▶ _Items listed in a dataset_:
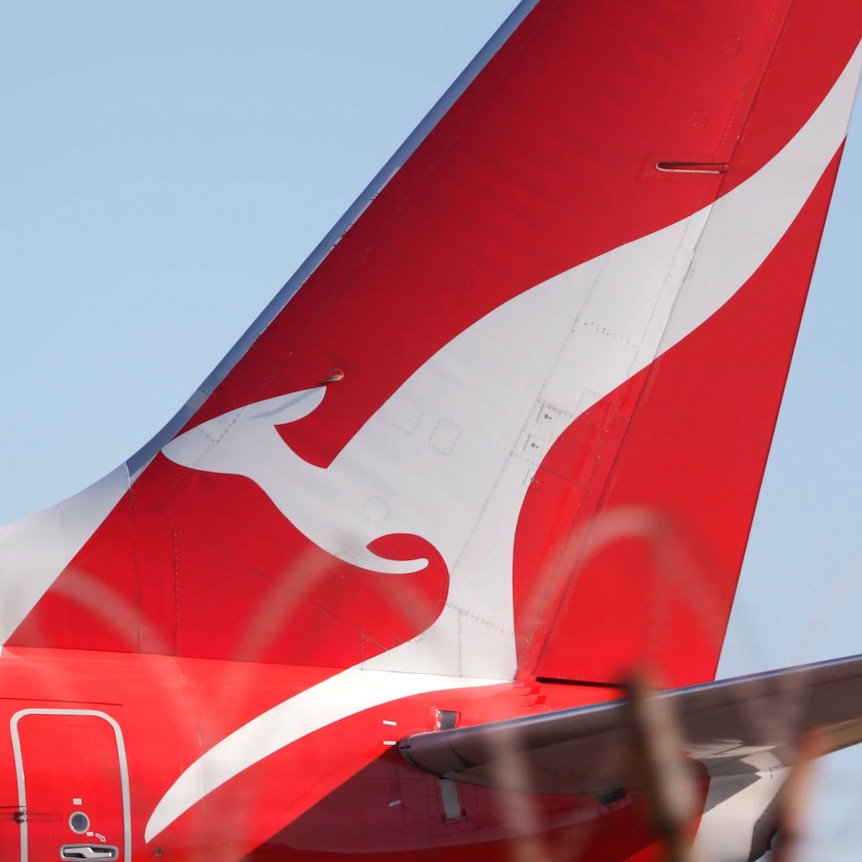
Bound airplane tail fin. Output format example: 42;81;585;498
6;0;862;686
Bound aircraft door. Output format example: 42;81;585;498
11;709;131;862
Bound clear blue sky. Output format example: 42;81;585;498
0;0;862;862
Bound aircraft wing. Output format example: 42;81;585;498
399;656;862;793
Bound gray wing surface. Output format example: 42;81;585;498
399;656;862;793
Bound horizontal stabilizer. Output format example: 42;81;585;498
399;656;862;793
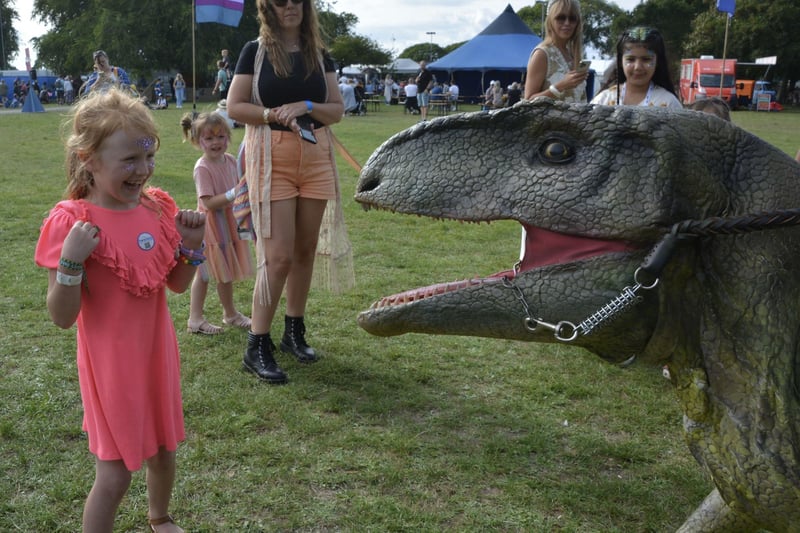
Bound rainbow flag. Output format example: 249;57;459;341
717;0;736;17
195;0;244;27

▶ _Problem details_: Express every line of the entries as a Markdown table with two columns, n for the row number and Line for the text. Skip blank lines, and leave the pictures out.

▶ _Result of the task_:
| n | Line |
|---|---|
| 1 | Bound airplane tail fin. Output format example: 42;81;585;498 |
| 2 | 6;0;862;686 |
| 3 | Bound aircraft door. Output format example: 42;81;585;498 |
| 4 | 11;709;131;862 |
| 5 | Bound clear blue sky. Output format example: 42;81;585;498 |
| 6 | 0;0;862;862 |
| 7 | Bound aircraft wing. Output format example: 42;81;585;498 |
| 8 | 399;656;862;793 |
| 9 | Bound gray wing surface. Output format example: 42;81;585;498 |
| 10 | 399;656;862;793 |
| 11 | Bound horizontal stabilizer. Output format example: 42;81;585;498 |
| 12 | 399;656;862;793 |
| 13 | Bound rainbow flag. Output format example: 249;57;459;341 |
| 14 | 717;0;736;17 |
| 15 | 195;0;244;27 |